■ **Problem statement**: Output each of the following records again, unchanged, line for line.

==== Source data

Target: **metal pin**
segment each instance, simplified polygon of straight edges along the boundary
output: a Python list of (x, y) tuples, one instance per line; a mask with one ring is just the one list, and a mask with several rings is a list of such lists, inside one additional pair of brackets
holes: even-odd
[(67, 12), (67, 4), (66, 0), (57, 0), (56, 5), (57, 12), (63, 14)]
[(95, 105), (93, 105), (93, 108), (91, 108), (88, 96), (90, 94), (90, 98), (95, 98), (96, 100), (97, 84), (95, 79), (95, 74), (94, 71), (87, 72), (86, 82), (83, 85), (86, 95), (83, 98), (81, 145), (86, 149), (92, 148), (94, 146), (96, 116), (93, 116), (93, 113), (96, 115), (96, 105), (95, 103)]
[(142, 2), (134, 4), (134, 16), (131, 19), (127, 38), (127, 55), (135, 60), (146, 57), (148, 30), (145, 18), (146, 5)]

========

■ **Answer in full**:
Target: **metal pin**
segment each instance, simplified polygon of straight edges along the boundary
output: a Python list of (x, y) tuples, one instance per line; a mask with one ring is just the one list, and a mask with several rings is a list of such lists, inside one additional pair of brackets
holes: even-odd
[(67, 12), (67, 4), (66, 0), (57, 0), (56, 5), (57, 12), (63, 14)]
[(95, 105), (93, 105), (93, 108), (91, 108), (88, 96), (90, 94), (90, 98), (95, 98), (96, 100), (97, 84), (95, 79), (95, 74), (94, 71), (87, 72), (86, 82), (83, 85), (86, 95), (83, 98), (81, 145), (86, 149), (92, 148), (94, 146), (96, 116), (93, 116), (93, 113), (96, 115), (96, 105), (95, 103)]
[(142, 2), (134, 4), (134, 16), (131, 19), (127, 38), (127, 55), (135, 60), (146, 57), (148, 30), (145, 18), (146, 5)]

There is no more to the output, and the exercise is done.